*Problem 1:*
In the article on machine learning in biological research, why do researchers warn that deep learning poses significant challenges? Answer in one to three sentences.
*Problem 2:*
Write the next part of the article on machine learning in biological research, following on from its final sentence.

Please, show your work

Published: May 29, 2020   |   Read time:


Biology papers in the fields of genomics and epigenomics have become increasingly mathematical over the last couple decades, particularly with the introduction of genome sequencing into the reperetoire of most research labs. And as with many other research fields containing large datasets, machine learning has become a particularly popular tool. However, there is controversy around what role machine learning should play in biological research, and how to interpret the results of papers that use them.

Take this article1 from a few years ago (emphasis, mine):

Although these deep-learning networks can be stunningly accurate at making predictions, Finkbeiner says, “it’s still challenging sometimes to figure out what it is the network sees that enables it to make such a good prediction”.

Still, many subdisciplines of biology, including imaging, are reaping the rewards of those predictions. A decade ago, software for automated biological-image analysis focused on measuring single parameters in a set of images. For example, in 2005, Anne Carpenter, a computational biologist at the Broad Institute of MIT and Harvard in Cambridge, Massachusetts, released an open-source software package called CellProfiler to help biologists to quantitatively measure individual features: the number of fluorescent cells in a microscopy field, for example, or the length of a zebrafish. But deep learning is allowing her team to go further. “We’ve been shifting towards measuring things that biologists don’t realize they want to measure out of images,” she says.

For all its promise, deep learning poses significant challenges, researchers warn. As with any computational-biology technique, the results that arise from algorithms are only as good as the data that go in. Overfitting a model to its training data is also a concern.

This feedback cycle of machine learning-based research in biology is very different than what biologists from even 15 years ago are used to, and is changing the landscape of how research is done today.

The role of solutions to research problems

In my opinion, one of the major reasons why machine learning is currently both revered and viewed skeptically as a toolbox is due to the insights that can be gained from using it.

*Extracted information:*
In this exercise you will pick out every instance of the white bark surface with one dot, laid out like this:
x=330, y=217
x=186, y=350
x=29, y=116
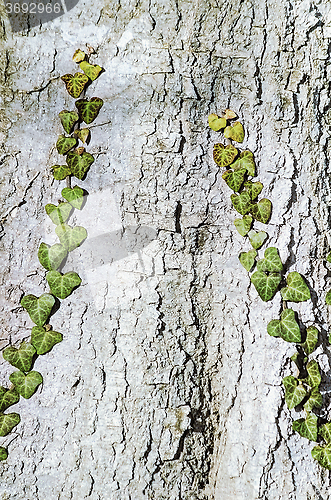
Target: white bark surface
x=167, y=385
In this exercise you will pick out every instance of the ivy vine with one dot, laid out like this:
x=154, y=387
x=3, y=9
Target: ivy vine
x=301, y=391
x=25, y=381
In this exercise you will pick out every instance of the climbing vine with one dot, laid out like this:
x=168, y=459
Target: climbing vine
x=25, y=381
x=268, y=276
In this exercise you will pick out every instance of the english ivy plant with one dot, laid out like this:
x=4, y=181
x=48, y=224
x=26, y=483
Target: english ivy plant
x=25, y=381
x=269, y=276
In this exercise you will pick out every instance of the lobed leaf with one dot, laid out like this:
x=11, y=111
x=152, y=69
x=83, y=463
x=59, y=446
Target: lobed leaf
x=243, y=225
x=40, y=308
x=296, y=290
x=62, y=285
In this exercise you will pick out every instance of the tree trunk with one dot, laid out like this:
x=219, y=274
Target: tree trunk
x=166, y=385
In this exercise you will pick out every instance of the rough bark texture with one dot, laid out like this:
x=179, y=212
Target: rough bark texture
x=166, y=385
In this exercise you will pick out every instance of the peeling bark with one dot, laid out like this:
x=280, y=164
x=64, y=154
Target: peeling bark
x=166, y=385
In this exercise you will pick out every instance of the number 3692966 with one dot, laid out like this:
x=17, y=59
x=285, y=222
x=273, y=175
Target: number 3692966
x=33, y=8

* * *

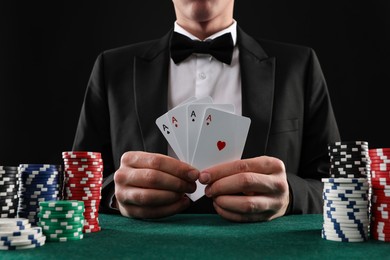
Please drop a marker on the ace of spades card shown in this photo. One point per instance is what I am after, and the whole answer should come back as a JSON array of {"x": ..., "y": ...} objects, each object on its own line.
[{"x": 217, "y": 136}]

*Exercise answer 1:*
As with any computational-biology technique, the results that come from the algorithms are only as good as the data that go in. Overfitting a model to its training data is also a concern.

*Exercise answer 2:*
Solutions to research problems, broadly, serve two major purposes:

  1. To provide an answer to the initial question
  2. To use the insight gained by studying the problem elsewhere

Take an example from the mathematical literature: the twin prime conjecture. The conjecture is simple: there are infinitely many pairs of prime numbers that differ by two. The proof of this conjecture is notoriously elusive, but is widely regarded as being true. In 2013, in an attempt to prove this conjecture, Yitang Zhang published a proof2 of a weaker statement that \(\liminf_{n \rightarrow \infty} (p_{n+1} - p_n) < 7 \cdot 10^7\)3. This proof served these two purposes:

  1. While not answering the ultimate question, it provided the proof of a related result that further suggests the twin prime conjecture is true.
  2. The proof in the paper immediately inspired other mathematicians that were able to lower the upper bound presented by Zhang. Within a year, the finite bound had been reduced from \(7 \cdot 10^7\) to 246. Terence Tao and James Maynard both produced improved bounds using simpler methods than Zhang, but that were inspired by his work.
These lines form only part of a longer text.